Task description:
Retype each line of the listing. Do not alter anything.

- - - - -

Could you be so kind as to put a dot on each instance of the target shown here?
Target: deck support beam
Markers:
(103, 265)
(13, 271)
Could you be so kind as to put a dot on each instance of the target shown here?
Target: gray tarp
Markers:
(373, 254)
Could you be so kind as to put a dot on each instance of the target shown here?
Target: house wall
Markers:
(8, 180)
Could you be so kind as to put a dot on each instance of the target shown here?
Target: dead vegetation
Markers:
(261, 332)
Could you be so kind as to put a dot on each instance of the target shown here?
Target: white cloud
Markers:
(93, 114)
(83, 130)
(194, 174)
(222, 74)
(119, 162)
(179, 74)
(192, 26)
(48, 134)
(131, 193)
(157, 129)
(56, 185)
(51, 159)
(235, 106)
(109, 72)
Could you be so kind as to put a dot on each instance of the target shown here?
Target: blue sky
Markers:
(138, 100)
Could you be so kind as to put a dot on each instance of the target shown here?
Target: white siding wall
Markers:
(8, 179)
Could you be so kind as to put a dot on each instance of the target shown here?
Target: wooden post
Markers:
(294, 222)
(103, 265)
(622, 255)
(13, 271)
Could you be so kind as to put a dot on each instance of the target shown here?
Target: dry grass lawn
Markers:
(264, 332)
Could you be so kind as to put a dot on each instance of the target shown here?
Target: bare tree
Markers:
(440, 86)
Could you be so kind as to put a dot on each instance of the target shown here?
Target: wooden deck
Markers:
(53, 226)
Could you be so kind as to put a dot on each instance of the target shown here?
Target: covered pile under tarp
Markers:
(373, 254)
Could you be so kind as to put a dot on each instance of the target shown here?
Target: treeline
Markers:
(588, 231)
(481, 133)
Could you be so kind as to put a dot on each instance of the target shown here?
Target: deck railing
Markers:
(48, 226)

- - - - -

Result of this task:
Could you be so kind as to put a dot on each instance of the target shown here?
Target: deck support beam
Markers:
(103, 265)
(13, 271)
Could you be so kind as to put a dot on each instance of the target shown here?
Target: gray tarp
Markers:
(373, 254)
Could you be so kind as to put a dot on each instance of the target shown here?
Target: house wall
Markers:
(8, 180)
Could you be so kind as to put a dot on each instance of the target shown here?
Target: dead vegetation
Markers:
(261, 332)
Could you be so kind as to put a dot on each instance of the target shown here?
Target: white cloud
Markers:
(93, 114)
(83, 130)
(194, 174)
(222, 74)
(119, 162)
(179, 74)
(192, 26)
(48, 134)
(131, 193)
(157, 129)
(56, 185)
(51, 159)
(235, 106)
(109, 72)
Could you be so kind as to put a dot on each instance of the target shown here?
Target: blue sky
Markers:
(138, 100)
Could you be so kind as to put a dot on each instance of the target shown here?
Target: white siding wall
Markers:
(8, 179)
Could you be so kind as to put a dot on each instance of the target shown here?
Target: wooden post
Markers:
(294, 222)
(103, 265)
(622, 255)
(13, 271)
Could you be so kind as to put a dot on each instance of the target shown here?
Target: dry grass lawn
Markers:
(264, 332)
Could you be so kind as to put a dot on each instance of the target shown here?
Target: bare tree
Markers:
(440, 86)
Could you be so kind as to put a dot on each instance of the target shown here?
Target: wooden deck
Markers:
(53, 226)
Could you be so kind as to put a dot on each instance of the target shown here?
Target: covered pile under tarp
Markers:
(373, 254)
Could you be so kind as to put a dot on each instance of the target shown here?
Target: treeline
Markers:
(588, 231)
(481, 133)
Could you be so kind as to put a dot on each instance of the target shown here?
Target: deck railing
Markers:
(48, 226)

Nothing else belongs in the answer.